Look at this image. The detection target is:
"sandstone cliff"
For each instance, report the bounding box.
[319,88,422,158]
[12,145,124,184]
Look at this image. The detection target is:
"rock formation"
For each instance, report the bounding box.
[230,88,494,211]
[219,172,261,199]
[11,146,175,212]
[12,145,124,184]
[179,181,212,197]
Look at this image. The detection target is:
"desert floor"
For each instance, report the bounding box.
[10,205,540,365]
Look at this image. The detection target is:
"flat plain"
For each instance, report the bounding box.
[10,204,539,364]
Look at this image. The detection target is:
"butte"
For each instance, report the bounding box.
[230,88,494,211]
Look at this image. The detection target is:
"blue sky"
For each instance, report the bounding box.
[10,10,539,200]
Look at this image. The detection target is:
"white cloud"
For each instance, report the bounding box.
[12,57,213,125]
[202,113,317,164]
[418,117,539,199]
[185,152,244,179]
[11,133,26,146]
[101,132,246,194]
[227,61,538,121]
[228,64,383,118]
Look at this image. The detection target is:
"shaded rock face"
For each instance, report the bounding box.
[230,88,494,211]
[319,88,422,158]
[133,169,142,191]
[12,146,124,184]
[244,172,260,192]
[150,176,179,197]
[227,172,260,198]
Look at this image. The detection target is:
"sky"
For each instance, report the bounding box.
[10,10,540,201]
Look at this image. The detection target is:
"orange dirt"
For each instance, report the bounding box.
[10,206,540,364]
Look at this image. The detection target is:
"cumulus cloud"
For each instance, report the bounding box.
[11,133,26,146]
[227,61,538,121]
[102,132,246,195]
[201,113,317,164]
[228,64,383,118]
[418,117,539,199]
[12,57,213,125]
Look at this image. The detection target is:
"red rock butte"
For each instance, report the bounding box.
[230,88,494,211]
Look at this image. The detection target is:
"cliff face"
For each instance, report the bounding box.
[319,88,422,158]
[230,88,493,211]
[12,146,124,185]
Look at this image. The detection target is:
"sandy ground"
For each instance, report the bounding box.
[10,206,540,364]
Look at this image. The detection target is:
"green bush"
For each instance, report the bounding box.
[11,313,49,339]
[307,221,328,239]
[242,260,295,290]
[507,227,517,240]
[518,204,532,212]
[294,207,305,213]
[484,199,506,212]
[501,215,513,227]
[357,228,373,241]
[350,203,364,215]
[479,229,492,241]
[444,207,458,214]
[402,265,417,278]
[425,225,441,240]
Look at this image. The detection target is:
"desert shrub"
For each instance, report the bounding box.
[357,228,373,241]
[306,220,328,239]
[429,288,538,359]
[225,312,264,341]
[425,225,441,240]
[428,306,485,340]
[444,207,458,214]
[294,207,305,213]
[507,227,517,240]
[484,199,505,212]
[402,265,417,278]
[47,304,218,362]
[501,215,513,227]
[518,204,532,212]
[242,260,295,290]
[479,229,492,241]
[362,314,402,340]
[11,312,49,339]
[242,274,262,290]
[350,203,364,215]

=====

• [Your assignment]:
What is needed here is the full listing, restated word for word.

• [Exercise result]:
Look at this image. The detection target is:
"sandstone cliff"
For each instance, report the bounding box.
[319,88,422,158]
[12,145,124,184]
Look at this image. The detection target is:
"rock formation"
For each instance, report the bounding box.
[230,88,494,211]
[219,172,261,199]
[11,146,175,212]
[12,145,124,184]
[179,181,212,197]
Look at this image. The detection target is:
"desert floor"
For each instance, report the bounding box.
[10,205,540,365]
Look at this image. The detection target is:
"flat plain"
For each instance, report the bounding box.
[10,204,539,364]
Look at this image. The detection target is:
"butte"
For each instance, report the bounding box.
[230,88,494,211]
Look at this image. The detection target is:
"blue sky"
For each instance, report the bounding box.
[10,10,539,200]
Look at this image. The detection target is:
"white cloud"
For each instance, report the bounding box.
[12,57,213,125]
[202,113,317,164]
[418,117,539,199]
[185,152,244,179]
[11,133,26,146]
[101,132,246,194]
[227,61,538,121]
[228,64,383,118]
Look at this image. The detection target is:
"shaded rock face"
For each instance, report the bounding box.
[230,88,494,211]
[319,88,422,158]
[133,169,142,191]
[12,146,124,184]
[244,172,260,192]
[150,176,179,197]
[227,172,260,198]
Look at this image. The detection target is:
"sky"
For each instance, report the bounding box.
[10,10,540,201]
Look at this image. The detection target is:
"orange dirt"
For each instance, report the bounding box.
[10,206,540,364]
Look at this image. The detection target is:
"cumulus cloud"
For each instance, report the bounding box.
[11,133,26,146]
[227,61,538,121]
[102,132,246,195]
[201,113,317,164]
[228,64,383,118]
[418,117,539,199]
[12,57,213,125]
Look at this image. The detection target is:
"red rock butte"
For each instance, report the bounding box.
[230,88,494,211]
Look at this image. The detection target is:
"cliff face"
For each instance, report the bounding box.
[319,88,422,158]
[230,88,493,211]
[12,146,124,185]
Look at this image. The detection target is:
"sandy ground"
For each instance, report the bounding box.
[10,206,540,364]
Look at this image. The detection target is:
"green bush"
For each instance, report the bounding box.
[11,313,49,339]
[307,221,328,239]
[242,260,295,290]
[507,227,517,240]
[518,204,532,212]
[294,207,305,213]
[484,199,506,212]
[501,215,513,227]
[357,228,373,241]
[350,203,364,215]
[479,229,492,241]
[444,207,458,214]
[402,265,417,278]
[425,225,441,240]
Look at this image. The detection target is:
"desert shrub"
For each instance, report the bounding box.
[357,228,373,241]
[306,220,328,239]
[429,288,538,359]
[225,312,264,341]
[425,225,441,240]
[428,306,485,340]
[444,207,458,214]
[294,207,305,213]
[507,227,517,240]
[484,199,505,212]
[402,265,417,278]
[47,304,218,362]
[501,215,513,227]
[518,204,532,212]
[242,260,295,290]
[479,229,492,241]
[362,314,402,340]
[11,312,49,339]
[242,274,262,290]
[350,203,364,215]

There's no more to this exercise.